** ACTION ITEM A **
List every topic that the Kluris passage says the guided tour at kluris.io covers.
** ACTION ITEM B **
Copy word for word the part of the Kluris passage from "tree + README" up to and including "recent + glossary)".

Kluris turns your AI agents into a subject matter expert that never sleeps and never quits.

When your best engineer sleeps, Kluris doesn't. When they leave, Kluris stays.

🎥 New here? Take the guided tour at kluris.io — install, first brain, agent workflows, multi-brain, git collaboration, and the MRI visualization, end to end.

What is Kluris?

Kluris gives every AI agent on your team shared knowledge -- architecture, decisions, conventions, learnings -- so they work like an SME who knows your entire codebase, not a generic assistant starting from scratch every time.

Knowledge is stored in a brain: a git-backed repo of structured markdown that agents read, search, and apply automatically. The human and agent curate the brain together -- the agent proposes what to document, the human reviews and approves every piece.

Why it saves tokens

A brain is a pre-digested summary your agent reads instead of the raw files. Without it, the agent crawls the whole repo (and every sibling repo it needs context from) on every new chat. With a brain, it loads one compact snapshot and jumps straight to the neuron it needs.

Without kluris — illustrative cold-start on a medium repo:

tree + README + CLAUDE.md         ~3,000 tokens
grep for related symbols          ~2,000 tokens
read 4-8 relevant files           ~15,000 tokens
read 2-3 sibling-project files    ~8,000 tokens
                                  ─────────────
                                  ~28,000 tokens just to orient

With kluris — same task, brain-backed:

kluris wake-up --json snapshot    ~1,200 tokens (brain.md + lobes + recent + glossary)

** RECORDED INFORMATION **
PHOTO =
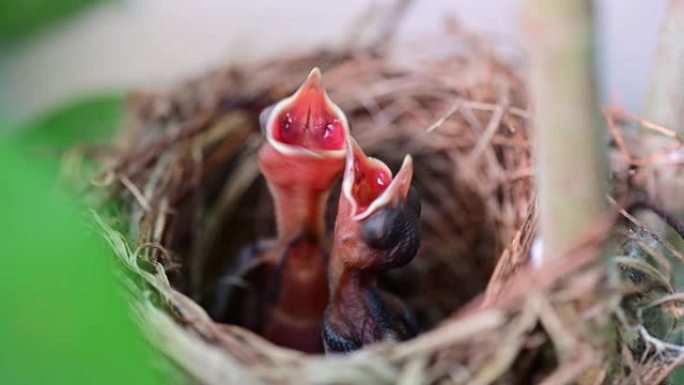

** YOUR SOLUTION A **
install
first brain
agent workflows
multi-brain
git collaboration
the MRI visualization

** YOUR SOLUTION B **
tree + README + CLAUDE.md         ~3,000 tokens
grep for related symbols          ~2,000 tokens
read 4-8 relevant files           ~15,000 tokens
read 2-3 sibling-project files    ~8,000 tokens
                                  ─────────────
                                  ~28,000 tokens just to orient

With kluris — same task, brain-backed:

kluris wake-up --json snapshot    ~1,200 tokens (brain.md + lobes + recent + glossary)